Do this:
Print the records below verbatim, line for line, with no changes.

## START Data in this exercise

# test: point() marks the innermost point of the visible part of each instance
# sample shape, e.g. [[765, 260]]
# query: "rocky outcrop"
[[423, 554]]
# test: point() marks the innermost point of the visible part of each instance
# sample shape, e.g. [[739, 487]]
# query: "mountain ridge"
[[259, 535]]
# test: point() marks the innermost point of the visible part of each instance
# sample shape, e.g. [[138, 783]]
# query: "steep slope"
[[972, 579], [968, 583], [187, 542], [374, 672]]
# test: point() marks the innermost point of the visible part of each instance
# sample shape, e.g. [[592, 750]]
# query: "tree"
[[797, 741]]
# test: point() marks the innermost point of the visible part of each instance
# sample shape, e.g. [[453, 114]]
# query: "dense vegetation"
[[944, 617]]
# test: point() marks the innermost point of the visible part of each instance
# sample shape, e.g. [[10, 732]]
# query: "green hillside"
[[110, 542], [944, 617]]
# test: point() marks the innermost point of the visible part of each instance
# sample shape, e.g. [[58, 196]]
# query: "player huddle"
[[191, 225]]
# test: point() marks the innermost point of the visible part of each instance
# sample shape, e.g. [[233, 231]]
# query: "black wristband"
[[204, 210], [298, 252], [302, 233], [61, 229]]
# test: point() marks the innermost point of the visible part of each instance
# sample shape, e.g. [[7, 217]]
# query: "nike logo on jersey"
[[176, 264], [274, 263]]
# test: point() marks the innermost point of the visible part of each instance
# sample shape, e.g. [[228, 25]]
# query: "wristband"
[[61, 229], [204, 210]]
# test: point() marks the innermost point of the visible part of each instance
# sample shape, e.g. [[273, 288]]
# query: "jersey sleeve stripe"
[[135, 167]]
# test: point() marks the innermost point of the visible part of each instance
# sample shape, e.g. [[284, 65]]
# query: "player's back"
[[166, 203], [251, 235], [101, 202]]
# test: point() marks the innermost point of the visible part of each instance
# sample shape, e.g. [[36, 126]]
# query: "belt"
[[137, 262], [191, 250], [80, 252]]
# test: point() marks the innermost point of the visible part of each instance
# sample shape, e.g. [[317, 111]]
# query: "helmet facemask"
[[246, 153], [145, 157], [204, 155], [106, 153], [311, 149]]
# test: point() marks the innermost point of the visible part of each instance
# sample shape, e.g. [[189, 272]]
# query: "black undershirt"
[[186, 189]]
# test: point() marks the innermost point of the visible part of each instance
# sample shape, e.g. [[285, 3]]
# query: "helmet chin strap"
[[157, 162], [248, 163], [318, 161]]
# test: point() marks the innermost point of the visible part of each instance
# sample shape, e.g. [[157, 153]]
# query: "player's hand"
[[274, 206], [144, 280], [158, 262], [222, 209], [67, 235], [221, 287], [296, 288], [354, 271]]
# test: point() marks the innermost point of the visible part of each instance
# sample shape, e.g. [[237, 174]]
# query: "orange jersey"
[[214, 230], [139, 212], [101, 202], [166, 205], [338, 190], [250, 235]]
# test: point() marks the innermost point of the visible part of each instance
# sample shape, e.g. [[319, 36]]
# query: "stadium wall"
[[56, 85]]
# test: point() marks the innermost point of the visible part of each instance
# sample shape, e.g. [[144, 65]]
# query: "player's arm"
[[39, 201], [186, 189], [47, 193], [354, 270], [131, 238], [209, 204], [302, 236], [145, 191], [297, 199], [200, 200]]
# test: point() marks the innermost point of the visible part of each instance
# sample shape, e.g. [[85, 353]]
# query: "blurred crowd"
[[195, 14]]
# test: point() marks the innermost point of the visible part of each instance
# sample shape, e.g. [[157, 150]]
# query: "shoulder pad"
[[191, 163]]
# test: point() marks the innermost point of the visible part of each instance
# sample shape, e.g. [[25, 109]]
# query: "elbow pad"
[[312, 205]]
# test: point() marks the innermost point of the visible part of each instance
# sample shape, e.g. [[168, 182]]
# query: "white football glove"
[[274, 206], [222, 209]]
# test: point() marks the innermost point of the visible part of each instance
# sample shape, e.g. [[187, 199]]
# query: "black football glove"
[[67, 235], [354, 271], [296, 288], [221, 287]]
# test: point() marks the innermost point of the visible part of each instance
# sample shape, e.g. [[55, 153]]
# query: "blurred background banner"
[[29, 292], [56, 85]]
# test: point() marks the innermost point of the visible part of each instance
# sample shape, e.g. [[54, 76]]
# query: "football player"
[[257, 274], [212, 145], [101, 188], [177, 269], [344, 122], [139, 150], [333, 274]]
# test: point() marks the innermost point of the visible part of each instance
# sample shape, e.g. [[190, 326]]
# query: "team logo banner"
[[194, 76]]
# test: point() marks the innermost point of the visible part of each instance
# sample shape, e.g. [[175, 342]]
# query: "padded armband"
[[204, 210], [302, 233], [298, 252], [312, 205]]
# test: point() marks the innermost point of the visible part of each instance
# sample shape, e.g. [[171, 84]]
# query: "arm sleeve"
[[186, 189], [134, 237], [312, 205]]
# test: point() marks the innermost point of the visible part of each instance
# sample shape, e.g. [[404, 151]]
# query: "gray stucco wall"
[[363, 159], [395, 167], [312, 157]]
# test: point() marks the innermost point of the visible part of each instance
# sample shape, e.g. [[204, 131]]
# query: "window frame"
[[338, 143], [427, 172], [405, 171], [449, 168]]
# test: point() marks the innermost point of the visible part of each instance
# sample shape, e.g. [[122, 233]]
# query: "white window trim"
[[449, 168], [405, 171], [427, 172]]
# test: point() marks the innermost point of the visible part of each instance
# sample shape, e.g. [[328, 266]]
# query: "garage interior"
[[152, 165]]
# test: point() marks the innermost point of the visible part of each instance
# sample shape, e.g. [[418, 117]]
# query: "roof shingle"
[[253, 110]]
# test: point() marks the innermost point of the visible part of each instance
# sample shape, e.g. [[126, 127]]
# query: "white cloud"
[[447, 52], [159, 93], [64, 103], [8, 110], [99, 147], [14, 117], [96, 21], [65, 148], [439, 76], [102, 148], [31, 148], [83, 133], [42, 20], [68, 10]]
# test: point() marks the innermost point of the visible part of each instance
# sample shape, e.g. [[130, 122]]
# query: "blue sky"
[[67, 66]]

## END Data in this exercise

Response to the exercise:
# test: point() marks the innermost point of the visible part of each instance
# sample shape, e.g. [[765, 260]]
# query: "rocky outcrop"
[[423, 554]]
# test: point() marks the innermost point of the visible part of each instance
# sample shape, e.g. [[739, 487]]
# query: "mountain ridge"
[[259, 535]]
# test: point() marks the innermost point of the visible part of each instance
# sample shape, e.g. [[138, 783]]
# query: "steep slope"
[[972, 579], [968, 583], [187, 542], [374, 672]]
# test: point() marks the innermost point of the visible part of each instance
# sample shape, e.g. [[592, 750]]
# query: "tree"
[[797, 741]]
# test: point() marks the innermost point of the visible part of each instance
# sample shape, e.g. [[453, 114]]
# query: "dense vegetation"
[[944, 617]]
# test: point() marks the innermost point of the visible part of each instance
# sample shape, e.g. [[10, 732]]
# query: "green hillside"
[[110, 542], [944, 617]]
# test: point() marks the innermost point of the visible part of each instance
# sample shape, e.g. [[58, 196]]
# query: "player huddle"
[[191, 225]]
# test: point() marks the innermost point of the visible part of each instance
# sample shape, e.g. [[233, 231]]
# query: "black wristband"
[[204, 210], [298, 252], [302, 233], [61, 229]]
# test: point() marks the innermost point of the visible part of each instance
# sample shape, e.g. [[7, 217]]
# query: "nike logo on jersey"
[[176, 264], [274, 263]]
# test: point() marks the innermost point of the visible part of each instance
# sample shape, e.g. [[228, 25]]
# query: "wristband"
[[61, 229], [204, 210]]
# test: point() marks the innermost point of the visible part of each instance
# sample shape, e.g. [[273, 288]]
# query: "jersey sleeve stripe"
[[135, 167]]
# test: point() marks the innermost point of the visible part of each instance
# sample shape, e.g. [[284, 65]]
# query: "player's back"
[[166, 203], [251, 235], [101, 202]]
# test: point() marks the innermost point of the visible part of each instance
# sample shape, e.g. [[36, 126]]
# query: "belt"
[[137, 262], [191, 250], [80, 252]]
# test: point() marks the innermost point of the visible part of each instance
# sample shape, e.g. [[317, 111]]
# query: "helmet facemask"
[[246, 153], [145, 157], [204, 155], [106, 153], [311, 149]]
# test: point() marks the innermost point of the visible part of each instance
# sample shape, e.g. [[189, 272]]
# query: "black undershirt"
[[186, 189]]
# test: point() marks the innermost point of the visible part of each instance
# sample shape, e.g. [[285, 3]]
# query: "helmet chin strap"
[[157, 162], [248, 163], [318, 161]]
# test: point() marks the innermost point of the visible part of each instance
# sample shape, e.g. [[157, 153]]
# query: "player's hand"
[[274, 206], [144, 280], [158, 262], [222, 209], [67, 235], [221, 287], [296, 288], [354, 271]]
# test: point() marks the innermost point of the visible part of each instance
# sample shape, e.g. [[237, 174]]
# query: "orange jersey"
[[214, 230], [139, 212], [101, 202], [166, 205], [338, 190], [250, 235]]
# test: point() marks the innermost point of the visible part of each instance
# sample shape, e.g. [[319, 36]]
# query: "stadium wall"
[[56, 85]]
# test: point() marks the innermost point of the visible part of each instance
# sample shape, e.g. [[144, 65]]
# query: "player's arm"
[[39, 201], [186, 189], [47, 193], [354, 270], [131, 238], [209, 204], [302, 236], [145, 191], [297, 199], [200, 200]]
# test: point() marks the innermost point of the visible part of each instance
# sample shape, e.g. [[85, 353]]
# query: "blurred crowd"
[[195, 14]]
# test: point() marks the innermost point of the visible part of each instance
# sample shape, e.g. [[157, 150]]
# query: "shoulder pad"
[[191, 163]]
# test: point() marks the innermost point of the visible part of each instance
# sample shape, e.g. [[25, 109]]
# query: "elbow pad"
[[312, 205]]
# test: point() marks the innermost point of the visible part of each instance
# sample shape, e.g. [[168, 182]]
# query: "white football glove"
[[274, 206], [222, 209]]
# test: point() marks the innermost point of the visible part of each instance
# sample shape, e.g. [[187, 199]]
# query: "black football glove"
[[67, 235], [354, 271], [296, 288], [221, 287]]
# test: point() marks the innermost point of the visible part of each instance
# sample shape, e.g. [[55, 153]]
# query: "blurred background banner"
[[29, 292], [56, 85]]
# test: point() marks the innermost point of the visible part of each instance
# sample shape, e.g. [[54, 76]]
# query: "football player"
[[257, 274], [212, 145], [101, 188], [177, 269], [344, 122], [139, 150], [333, 274]]
# test: point() marks the innermost point of the visible part of each instance
# sample shape, e.g. [[190, 326]]
# query: "team logo banner"
[[194, 76]]
# test: point() marks the innermost point of the visible part of each instance
# sample shape, e.g. [[175, 342]]
# query: "padded armband"
[[204, 210], [302, 233], [298, 252], [312, 205]]
# test: point() marks the innermost point of the visible part of each instance
# sample shape, e.g. [[171, 84]]
# query: "arm sleeve"
[[186, 189], [134, 237], [312, 205]]
# test: point() marks the innermost point of the visible part of each instance
# sample shape, e.g. [[404, 151]]
# query: "gray stucco wall"
[[363, 159], [395, 167], [312, 157]]
# test: point() marks the innermost point of the visible part of each instance
# sample shape, e.g. [[204, 131]]
# query: "window frame"
[[338, 143], [427, 172], [405, 171], [449, 168]]
# test: point() marks the innermost point of the visible part of each instance
# sample shape, e.g. [[122, 233]]
# query: "white window trim"
[[449, 168], [405, 171], [427, 172]]
# test: point() marks the innermost point of the visible part of each instance
# sample shape, e.g. [[328, 266]]
# query: "garage interior"
[[152, 165]]
# test: point() marks the innermost point of the visible part of each instance
# sample shape, e.g. [[418, 117]]
# query: "roof shingle"
[[253, 110]]
# test: point() marks the innermost point of the visible part of each instance
# sample shape, e.g. [[126, 127]]
# query: "white cloud"
[[447, 52], [159, 93], [64, 103], [8, 110], [99, 147], [14, 117], [96, 21], [65, 148], [439, 76], [102, 148], [31, 148], [83, 133], [42, 20], [68, 10]]
# test: point() marks the innermost point of the visible part of each instance
# sample shape, e.g. [[130, 122]]
# query: "blue sky"
[[67, 66]]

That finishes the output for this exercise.